[Saved entries]
-*-

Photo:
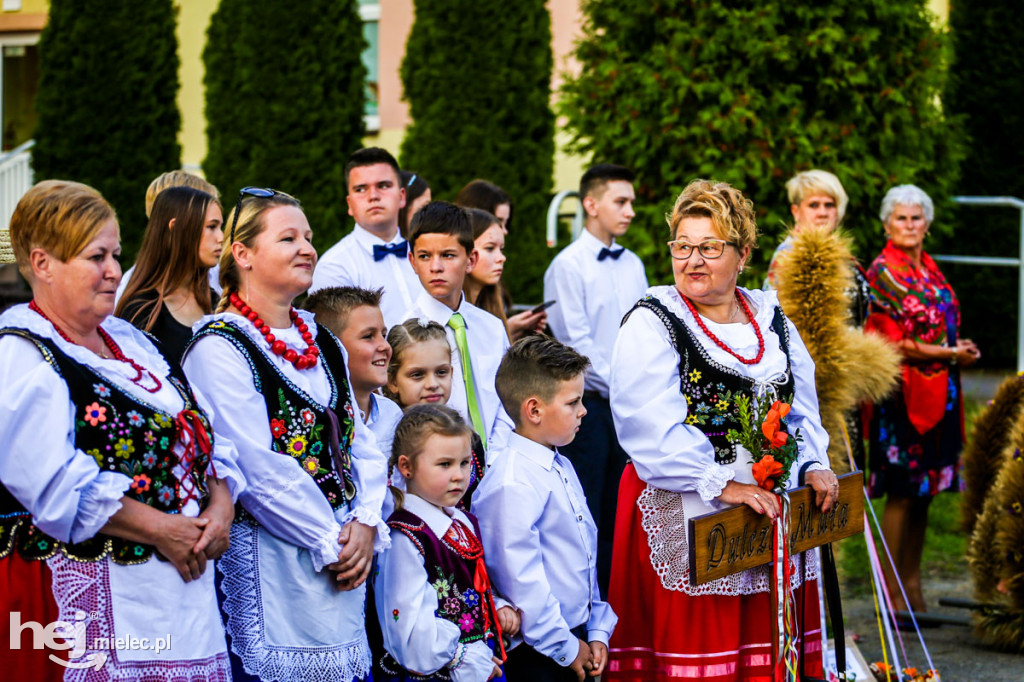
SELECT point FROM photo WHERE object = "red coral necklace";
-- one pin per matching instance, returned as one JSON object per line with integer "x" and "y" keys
{"x": 721, "y": 344}
{"x": 302, "y": 360}
{"x": 112, "y": 346}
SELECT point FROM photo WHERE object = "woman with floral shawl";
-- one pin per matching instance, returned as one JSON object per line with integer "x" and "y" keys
{"x": 915, "y": 434}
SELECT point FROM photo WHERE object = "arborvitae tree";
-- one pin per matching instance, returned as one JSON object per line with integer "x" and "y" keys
{"x": 986, "y": 88}
{"x": 477, "y": 77}
{"x": 284, "y": 102}
{"x": 752, "y": 92}
{"x": 108, "y": 114}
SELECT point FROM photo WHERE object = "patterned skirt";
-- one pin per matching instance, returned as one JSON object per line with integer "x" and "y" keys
{"x": 670, "y": 635}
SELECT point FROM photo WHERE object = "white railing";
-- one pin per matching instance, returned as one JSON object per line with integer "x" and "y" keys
{"x": 15, "y": 179}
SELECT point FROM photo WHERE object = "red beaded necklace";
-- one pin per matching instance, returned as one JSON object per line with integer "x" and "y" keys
{"x": 718, "y": 342}
{"x": 301, "y": 361}
{"x": 112, "y": 346}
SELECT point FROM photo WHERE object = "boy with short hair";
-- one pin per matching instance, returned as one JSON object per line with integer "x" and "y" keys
{"x": 353, "y": 315}
{"x": 527, "y": 506}
{"x": 374, "y": 253}
{"x": 441, "y": 252}
{"x": 596, "y": 283}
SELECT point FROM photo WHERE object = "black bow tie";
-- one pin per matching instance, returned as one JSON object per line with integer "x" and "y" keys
{"x": 609, "y": 253}
{"x": 381, "y": 252}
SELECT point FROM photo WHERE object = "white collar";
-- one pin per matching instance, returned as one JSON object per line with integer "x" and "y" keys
{"x": 133, "y": 342}
{"x": 438, "y": 311}
{"x": 367, "y": 239}
{"x": 531, "y": 450}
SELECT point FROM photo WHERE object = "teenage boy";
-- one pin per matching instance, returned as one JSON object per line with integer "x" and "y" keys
{"x": 595, "y": 283}
{"x": 374, "y": 253}
{"x": 353, "y": 314}
{"x": 540, "y": 540}
{"x": 441, "y": 252}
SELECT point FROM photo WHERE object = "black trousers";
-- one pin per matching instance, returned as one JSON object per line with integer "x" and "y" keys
{"x": 599, "y": 461}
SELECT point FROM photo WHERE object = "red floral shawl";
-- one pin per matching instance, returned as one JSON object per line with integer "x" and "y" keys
{"x": 915, "y": 303}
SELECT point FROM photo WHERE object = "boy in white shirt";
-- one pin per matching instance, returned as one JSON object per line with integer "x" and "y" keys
{"x": 354, "y": 316}
{"x": 595, "y": 283}
{"x": 540, "y": 540}
{"x": 374, "y": 253}
{"x": 441, "y": 251}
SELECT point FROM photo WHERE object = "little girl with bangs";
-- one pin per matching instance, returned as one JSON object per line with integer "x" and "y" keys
{"x": 439, "y": 616}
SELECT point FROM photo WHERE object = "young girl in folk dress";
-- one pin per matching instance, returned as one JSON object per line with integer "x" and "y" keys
{"x": 435, "y": 605}
{"x": 420, "y": 372}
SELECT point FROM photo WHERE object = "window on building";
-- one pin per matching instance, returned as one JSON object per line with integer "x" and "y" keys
{"x": 370, "y": 10}
{"x": 18, "y": 84}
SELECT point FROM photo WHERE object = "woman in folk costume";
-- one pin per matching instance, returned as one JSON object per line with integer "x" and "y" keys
{"x": 916, "y": 434}
{"x": 109, "y": 470}
{"x": 302, "y": 547}
{"x": 684, "y": 355}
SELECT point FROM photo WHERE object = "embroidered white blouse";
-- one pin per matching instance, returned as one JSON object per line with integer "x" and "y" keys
{"x": 303, "y": 628}
{"x": 649, "y": 410}
{"x": 540, "y": 543}
{"x": 71, "y": 499}
{"x": 407, "y": 602}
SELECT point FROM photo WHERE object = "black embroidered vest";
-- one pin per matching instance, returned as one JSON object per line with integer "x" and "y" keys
{"x": 126, "y": 435}
{"x": 320, "y": 437}
{"x": 453, "y": 580}
{"x": 711, "y": 388}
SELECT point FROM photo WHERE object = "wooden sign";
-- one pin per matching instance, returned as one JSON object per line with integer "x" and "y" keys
{"x": 736, "y": 539}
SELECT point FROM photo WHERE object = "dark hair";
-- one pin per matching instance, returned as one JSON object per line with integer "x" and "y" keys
{"x": 441, "y": 218}
{"x": 415, "y": 185}
{"x": 536, "y": 366}
{"x": 597, "y": 176}
{"x": 371, "y": 156}
{"x": 168, "y": 258}
{"x": 484, "y": 195}
{"x": 419, "y": 423}
{"x": 491, "y": 296}
{"x": 332, "y": 306}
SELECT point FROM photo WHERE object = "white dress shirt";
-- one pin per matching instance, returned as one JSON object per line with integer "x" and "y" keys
{"x": 284, "y": 613}
{"x": 384, "y": 417}
{"x": 592, "y": 297}
{"x": 649, "y": 410}
{"x": 71, "y": 499}
{"x": 487, "y": 342}
{"x": 407, "y": 604}
{"x": 350, "y": 263}
{"x": 541, "y": 547}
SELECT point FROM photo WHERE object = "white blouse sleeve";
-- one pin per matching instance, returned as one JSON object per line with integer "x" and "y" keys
{"x": 283, "y": 497}
{"x": 406, "y": 605}
{"x": 62, "y": 487}
{"x": 649, "y": 410}
{"x": 224, "y": 461}
{"x": 370, "y": 475}
{"x": 805, "y": 415}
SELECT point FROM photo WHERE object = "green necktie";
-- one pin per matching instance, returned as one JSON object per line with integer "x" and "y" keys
{"x": 458, "y": 326}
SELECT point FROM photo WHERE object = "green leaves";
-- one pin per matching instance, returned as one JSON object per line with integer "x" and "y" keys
{"x": 752, "y": 93}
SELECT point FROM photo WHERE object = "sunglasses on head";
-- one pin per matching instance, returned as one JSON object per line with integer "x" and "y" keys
{"x": 259, "y": 193}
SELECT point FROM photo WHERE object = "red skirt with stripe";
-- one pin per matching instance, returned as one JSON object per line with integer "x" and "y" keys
{"x": 26, "y": 587}
{"x": 669, "y": 635}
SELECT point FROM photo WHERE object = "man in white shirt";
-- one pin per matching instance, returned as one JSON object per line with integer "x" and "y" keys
{"x": 374, "y": 253}
{"x": 441, "y": 252}
{"x": 539, "y": 538}
{"x": 594, "y": 284}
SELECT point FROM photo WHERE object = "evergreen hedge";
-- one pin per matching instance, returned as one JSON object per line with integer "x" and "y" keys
{"x": 753, "y": 92}
{"x": 477, "y": 77}
{"x": 986, "y": 88}
{"x": 284, "y": 102}
{"x": 107, "y": 101}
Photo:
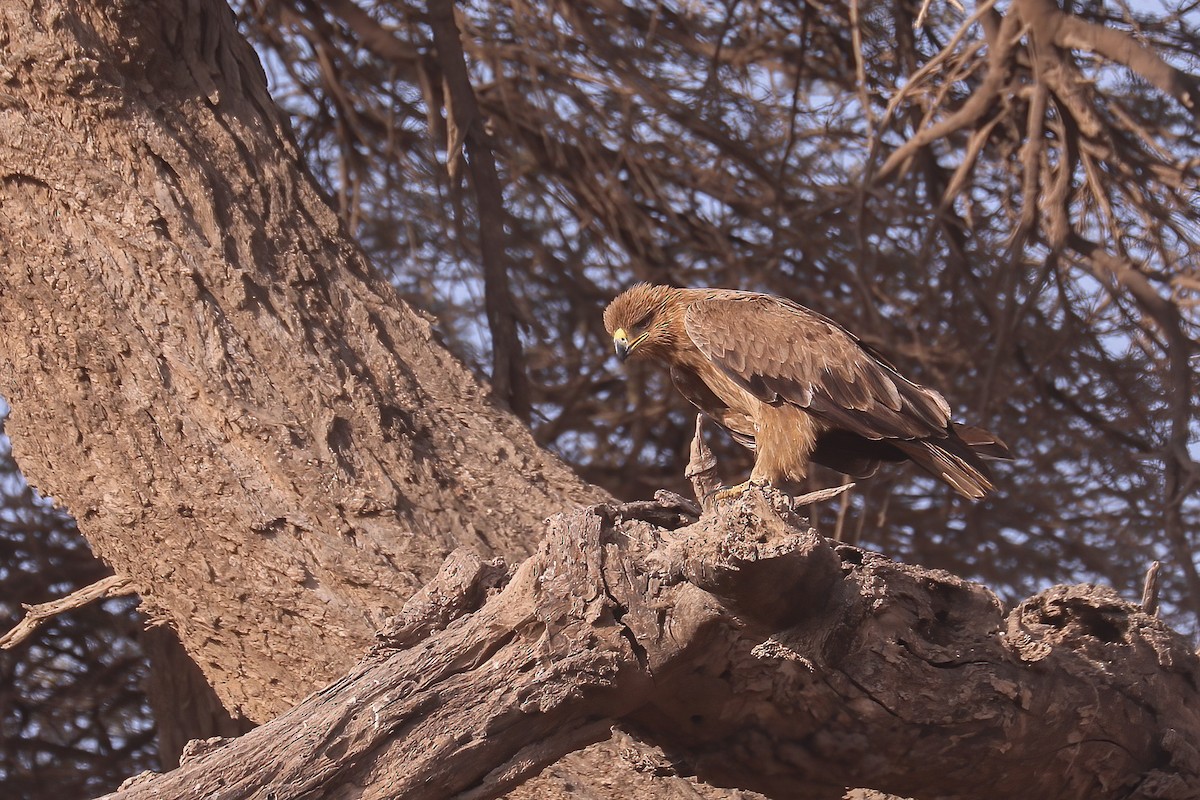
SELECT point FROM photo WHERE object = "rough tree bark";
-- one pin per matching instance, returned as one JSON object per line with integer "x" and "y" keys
{"x": 759, "y": 653}
{"x": 209, "y": 373}
{"x": 250, "y": 426}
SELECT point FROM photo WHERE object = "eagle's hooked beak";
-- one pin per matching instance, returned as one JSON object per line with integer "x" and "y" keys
{"x": 621, "y": 343}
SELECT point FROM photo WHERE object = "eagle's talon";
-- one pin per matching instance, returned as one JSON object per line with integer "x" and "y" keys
{"x": 738, "y": 489}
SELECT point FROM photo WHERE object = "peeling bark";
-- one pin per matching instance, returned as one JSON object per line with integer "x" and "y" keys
{"x": 756, "y": 654}
{"x": 239, "y": 411}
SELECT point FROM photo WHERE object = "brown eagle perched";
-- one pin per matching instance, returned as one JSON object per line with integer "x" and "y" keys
{"x": 796, "y": 386}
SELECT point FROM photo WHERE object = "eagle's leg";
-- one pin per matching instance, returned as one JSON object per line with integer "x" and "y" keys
{"x": 738, "y": 489}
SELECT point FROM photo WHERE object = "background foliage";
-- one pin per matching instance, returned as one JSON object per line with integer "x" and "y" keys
{"x": 1003, "y": 199}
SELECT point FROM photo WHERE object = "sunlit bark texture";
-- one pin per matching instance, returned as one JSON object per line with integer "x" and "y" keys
{"x": 759, "y": 655}
{"x": 240, "y": 414}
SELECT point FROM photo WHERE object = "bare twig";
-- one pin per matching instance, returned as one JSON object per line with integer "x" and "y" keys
{"x": 111, "y": 587}
{"x": 1150, "y": 589}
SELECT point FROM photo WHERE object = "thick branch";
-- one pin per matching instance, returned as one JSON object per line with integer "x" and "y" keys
{"x": 759, "y": 655}
{"x": 467, "y": 127}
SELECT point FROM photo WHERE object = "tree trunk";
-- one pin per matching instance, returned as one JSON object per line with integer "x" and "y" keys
{"x": 759, "y": 654}
{"x": 250, "y": 425}
{"x": 239, "y": 411}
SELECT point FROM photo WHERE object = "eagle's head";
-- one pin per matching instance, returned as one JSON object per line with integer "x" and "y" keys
{"x": 645, "y": 320}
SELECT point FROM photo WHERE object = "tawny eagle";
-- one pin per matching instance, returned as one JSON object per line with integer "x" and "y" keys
{"x": 796, "y": 386}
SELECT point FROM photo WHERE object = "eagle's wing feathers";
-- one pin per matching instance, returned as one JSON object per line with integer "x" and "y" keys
{"x": 781, "y": 352}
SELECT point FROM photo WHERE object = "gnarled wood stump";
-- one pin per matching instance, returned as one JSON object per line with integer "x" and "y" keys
{"x": 756, "y": 654}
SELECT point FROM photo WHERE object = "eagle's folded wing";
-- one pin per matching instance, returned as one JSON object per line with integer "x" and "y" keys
{"x": 784, "y": 353}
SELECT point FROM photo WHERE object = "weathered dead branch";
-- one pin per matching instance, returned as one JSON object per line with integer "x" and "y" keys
{"x": 757, "y": 654}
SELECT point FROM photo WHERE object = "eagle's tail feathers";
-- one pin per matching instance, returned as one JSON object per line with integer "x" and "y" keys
{"x": 953, "y": 461}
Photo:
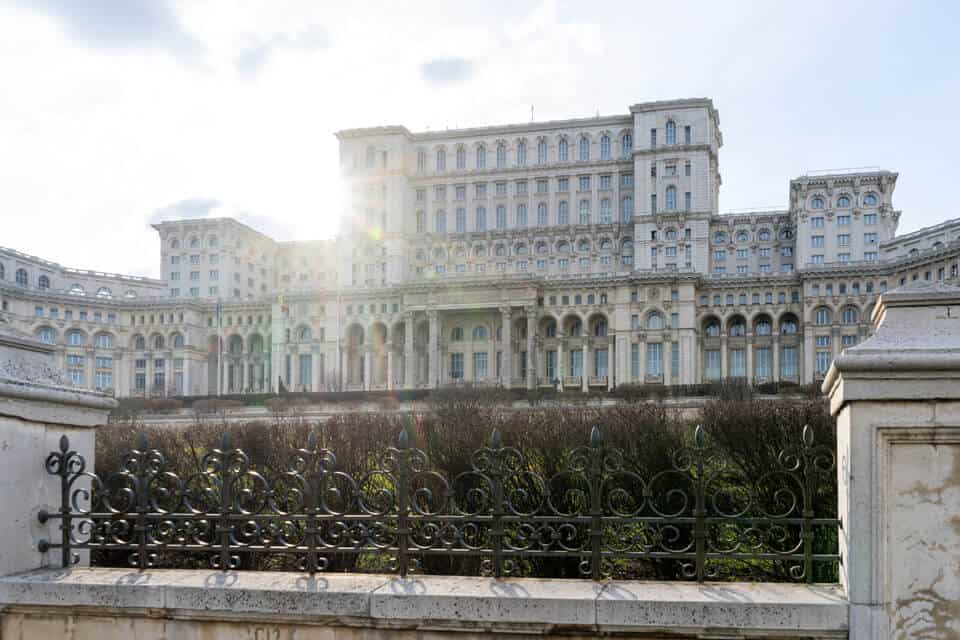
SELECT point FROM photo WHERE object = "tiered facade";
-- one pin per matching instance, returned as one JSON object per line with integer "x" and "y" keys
{"x": 576, "y": 254}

-*-

→ **Assignment**: If a line of the entries holds the word "branch", copy it out.

→ **Written solution**:
SELECT point FROM photo WHERE object = "thick branch";
SELECT point FROM photo WHERE object = "weathered dead branch";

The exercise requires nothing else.